§ DESCRIPTION OF THE TASK
Give the data below again, word for word.

§ MATERIAL TO PROCESS
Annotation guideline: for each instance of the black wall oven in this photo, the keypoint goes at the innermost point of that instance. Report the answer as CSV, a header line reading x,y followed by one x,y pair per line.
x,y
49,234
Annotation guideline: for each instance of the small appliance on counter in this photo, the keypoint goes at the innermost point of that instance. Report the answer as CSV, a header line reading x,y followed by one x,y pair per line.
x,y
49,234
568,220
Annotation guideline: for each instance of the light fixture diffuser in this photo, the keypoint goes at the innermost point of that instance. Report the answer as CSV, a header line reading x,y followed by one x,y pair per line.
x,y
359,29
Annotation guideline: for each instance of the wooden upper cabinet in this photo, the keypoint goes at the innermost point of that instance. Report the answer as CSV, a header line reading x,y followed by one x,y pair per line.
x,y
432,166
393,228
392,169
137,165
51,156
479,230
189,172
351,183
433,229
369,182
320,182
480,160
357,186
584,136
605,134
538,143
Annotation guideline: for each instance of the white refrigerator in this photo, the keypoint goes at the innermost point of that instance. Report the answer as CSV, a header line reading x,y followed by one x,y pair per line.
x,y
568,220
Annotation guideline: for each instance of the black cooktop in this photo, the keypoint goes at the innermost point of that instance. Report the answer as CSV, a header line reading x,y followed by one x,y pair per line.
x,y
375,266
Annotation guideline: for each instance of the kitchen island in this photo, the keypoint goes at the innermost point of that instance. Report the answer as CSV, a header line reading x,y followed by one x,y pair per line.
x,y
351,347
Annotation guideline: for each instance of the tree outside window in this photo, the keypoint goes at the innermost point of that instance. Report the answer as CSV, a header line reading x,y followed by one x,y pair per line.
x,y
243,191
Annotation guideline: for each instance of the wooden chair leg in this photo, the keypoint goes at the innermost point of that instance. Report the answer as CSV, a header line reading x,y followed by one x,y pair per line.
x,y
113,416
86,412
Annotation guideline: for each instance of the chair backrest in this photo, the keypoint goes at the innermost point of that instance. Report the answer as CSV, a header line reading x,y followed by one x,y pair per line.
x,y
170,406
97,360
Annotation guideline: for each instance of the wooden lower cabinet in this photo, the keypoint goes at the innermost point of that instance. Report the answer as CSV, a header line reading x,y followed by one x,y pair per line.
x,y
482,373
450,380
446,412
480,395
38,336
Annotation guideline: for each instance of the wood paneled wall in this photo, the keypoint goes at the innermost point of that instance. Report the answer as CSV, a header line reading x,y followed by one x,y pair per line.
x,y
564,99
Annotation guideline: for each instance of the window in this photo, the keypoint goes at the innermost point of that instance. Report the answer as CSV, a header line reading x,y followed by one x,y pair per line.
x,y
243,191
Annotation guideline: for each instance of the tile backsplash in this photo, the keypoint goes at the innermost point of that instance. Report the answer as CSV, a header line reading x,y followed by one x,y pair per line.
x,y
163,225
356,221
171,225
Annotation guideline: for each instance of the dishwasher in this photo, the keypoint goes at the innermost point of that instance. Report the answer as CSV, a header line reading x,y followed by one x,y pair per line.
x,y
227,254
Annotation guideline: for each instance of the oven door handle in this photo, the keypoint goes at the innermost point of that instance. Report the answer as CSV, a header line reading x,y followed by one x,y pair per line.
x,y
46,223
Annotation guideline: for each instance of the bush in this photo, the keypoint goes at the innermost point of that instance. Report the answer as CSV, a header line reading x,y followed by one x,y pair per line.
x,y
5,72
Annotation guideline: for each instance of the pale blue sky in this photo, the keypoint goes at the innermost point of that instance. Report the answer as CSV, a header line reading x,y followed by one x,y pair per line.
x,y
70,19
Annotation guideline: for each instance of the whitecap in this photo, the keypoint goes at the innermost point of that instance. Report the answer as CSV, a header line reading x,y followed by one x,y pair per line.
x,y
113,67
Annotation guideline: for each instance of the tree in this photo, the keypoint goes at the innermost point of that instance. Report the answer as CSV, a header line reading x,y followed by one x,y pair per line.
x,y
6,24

§ SOLUTION BELOW
Annotation guideline: for each instance of the black wall oven in this photo, the keypoint goes at the innermost point of that instance. Report the answer as CSV, a header line reading x,y followed by one x,y pair per line.
x,y
49,234
Annotation guideline: for each instance of the small appliance on counter in this photo, the keypoint goes at the innermost point of that instance. Report the answer as CSV, a header line reading x,y followed by one x,y pair per line.
x,y
49,234
568,220
Annotation guideline: for each instance of the light fixture diffuser in this photo, the keypoint goes at the innermost point of that instance. Report the answer as CSV, a header line reading x,y followed by one x,y pair per line.
x,y
359,29
Annotation guideline: for each instance of the wooden upper cabinet in this photo, the keypoint goes at the innermost point of that instance. Report the answer as CSV, a header line reading x,y followed by one x,y pair per line.
x,y
432,166
393,228
392,169
137,165
51,156
479,230
189,172
351,183
433,229
369,182
320,182
480,160
357,186
584,136
605,134
538,143
Annotation guideline: for each instance of the white refrigerator in this photo, the keypoint goes at the innermost point of that instance. Report the answer as CSV, a header line reading x,y followed by one x,y pair per line.
x,y
568,220
Annotation guideline: for each instance of the black cooktop in this photo, the keypoint goes at the innermost point of that instance. Report the answer as CSV, a header line reading x,y followed by one x,y pair per line.
x,y
375,266
Annotation guideline: for each instance of the kitchen island in this photo, the keypoint goes at the innermost point of that instance. Report the answer as CSV, a header line reading x,y followed by one x,y pair per line.
x,y
351,347
Annotation guideline: for each instance of the tree outside window in this photo, the keypoint goes at the innermost point of that instance. Report the answer as CSV, a header line reading x,y followed by one x,y pair per line.
x,y
243,191
Annotation guideline: for each instance of the wooden chair leg in this photo, the keypoint goes at the innermost point of that instance. Report the answer as CSV, a header line reading x,y followed by one x,y pair per line.
x,y
113,416
86,412
Annotation guideline: for each instance of the chair backrest in this photo, the keypoint goes at the innermost point of that instance. Report the answer as CSV, a header line reading x,y followed by one x,y pair per line.
x,y
170,406
97,360
Annotation guideline: for each instance of the wooden lower cabinet in this photo, the keypoint goes at the innermost point of that instance. Report the answer as CSV, a header line reading x,y followed by one x,y pair per line.
x,y
482,373
450,380
446,412
480,395
38,336
Annotation guideline: for each instance of the wood paneled wall in this photo, the keypoint goes at the innermost point of that instance. Report the answer as CSV, a header line reading x,y followed by one x,y pair per line.
x,y
564,99
Annotation guideline: for each instance of the window in this photo, the keypoint goes at the innermost point of that instance. Report the answer as CSV, a header line reading x,y followed by one x,y pair per line.
x,y
243,191
Annotation guideline: for each instance of the tile backsplash in this photo, the keypoint goes at the innermost point of that instance. Report the answer as CSV, a header line reading x,y followed by one x,y pair per line.
x,y
163,225
356,221
171,225
Annotation guideline: for each instance of the dishwasher in this photo, the keypoint goes at the innermost point of that instance. Report the answer as CSV, a header line reading x,y followed by one x,y pair per line.
x,y
227,254
Annotation guideline: for each instance of the oven door handle in this photo, the keypoint goes at the innermost point of that instance. Report the answer as CSV, a header line reading x,y followed by one x,y pair per line.
x,y
46,223
Annotation guideline: for each instance of the bush in this photo, the keypoint goes at the innermost point of that instance. Report the answer as CSV, a header line reading x,y followed by one x,y pair per line.
x,y
5,72
Annotation guideline: for each instance of the pale blue sky in this photo, the keypoint goes at the innermost point of that instance. Report the answer as CSV, a header line reading x,y followed by one x,y pair per line.
x,y
70,19
Annotation guideline: for each instance of the whitecap in this photo, the keypoint goes at the innermost point of that instance. Report the answer as CSV, a header line reading x,y followed by one x,y pair per line.
x,y
113,67
Annotation guideline: for each instance of the tree in this photo, the keypoint goes at the innermost point of that instance. Report the answer as CSV, a header line reading x,y followed by one x,y pair per line.
x,y
6,24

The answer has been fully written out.